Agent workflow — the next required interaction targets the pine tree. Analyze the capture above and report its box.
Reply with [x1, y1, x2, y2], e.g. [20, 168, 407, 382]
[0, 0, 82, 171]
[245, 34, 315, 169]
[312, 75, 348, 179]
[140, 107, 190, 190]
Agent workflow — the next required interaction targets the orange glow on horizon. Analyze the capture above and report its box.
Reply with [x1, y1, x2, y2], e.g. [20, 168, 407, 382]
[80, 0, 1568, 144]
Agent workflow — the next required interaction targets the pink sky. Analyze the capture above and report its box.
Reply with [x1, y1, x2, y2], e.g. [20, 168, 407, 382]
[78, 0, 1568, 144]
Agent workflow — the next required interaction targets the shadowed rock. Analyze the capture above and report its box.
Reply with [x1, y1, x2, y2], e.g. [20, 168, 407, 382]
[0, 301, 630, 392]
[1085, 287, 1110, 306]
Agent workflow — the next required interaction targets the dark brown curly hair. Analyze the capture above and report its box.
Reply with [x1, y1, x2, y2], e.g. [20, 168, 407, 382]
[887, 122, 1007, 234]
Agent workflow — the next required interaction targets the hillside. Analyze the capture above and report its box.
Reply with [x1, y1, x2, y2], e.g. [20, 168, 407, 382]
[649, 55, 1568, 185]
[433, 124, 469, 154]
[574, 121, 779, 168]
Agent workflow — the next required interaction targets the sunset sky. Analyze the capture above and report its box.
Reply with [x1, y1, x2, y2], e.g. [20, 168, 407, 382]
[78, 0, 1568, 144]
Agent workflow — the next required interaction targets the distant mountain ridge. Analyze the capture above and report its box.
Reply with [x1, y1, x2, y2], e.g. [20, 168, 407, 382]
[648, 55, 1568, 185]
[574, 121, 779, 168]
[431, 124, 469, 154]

● **Directive**
Please return every one of the entries above word for word, with each line unchanged and in its original order.

● **Correct result**
Agent workflow — the next required interaction targets the pine tree. Analyze the capture above and report its box.
Reply with [x1, y1, x2, y2], e.g. [20, 168, 407, 382]
[0, 0, 82, 171]
[245, 34, 315, 169]
[312, 75, 348, 179]
[140, 107, 190, 190]
Agent workflow — the next required interaction targets the orange glow on horizon. Analyze the capture above and report its box.
Reply with [x1, y1, x2, y2], e.g. [20, 168, 407, 382]
[80, 0, 1568, 144]
Agent workflow — the next required interaction targets the pink sky. Analyze the capture above and report its box.
Reply with [x1, y1, x2, y2], e.g. [20, 168, 407, 382]
[78, 0, 1568, 144]
Agent workflow — the next required interaction targets the shadowed rock. Analyze the capture above and report its box.
Reply with [x1, y1, x2, y2], e.g. [20, 168, 407, 382]
[0, 301, 630, 392]
[1085, 287, 1110, 306]
Agent workflow — the next required interaction targets the dark brown curly hair. Analyze the capture above and report its box.
Reply with [x1, y1, x2, y2], e.g. [20, 168, 407, 382]
[887, 122, 1007, 234]
Agent workflow — the next required interaction targets the hillside. Analyze the capture above and report its box.
Reply with [x1, y1, x2, y2], e.g. [20, 168, 407, 382]
[649, 55, 1568, 185]
[433, 124, 469, 154]
[574, 121, 779, 168]
Agent workflow — the next required interaction targets the sunset sky. Analyze the capture above and report its box.
Reply with [x1, y1, x2, y2], e.g. [20, 168, 407, 382]
[78, 0, 1568, 144]
Agent workflow — the next required interaction targets the distant mountain ridge. Analyze the capture above and report its box.
Reply with [x1, y1, x2, y2], e.g. [20, 168, 407, 382]
[648, 55, 1568, 185]
[574, 121, 779, 168]
[431, 124, 469, 154]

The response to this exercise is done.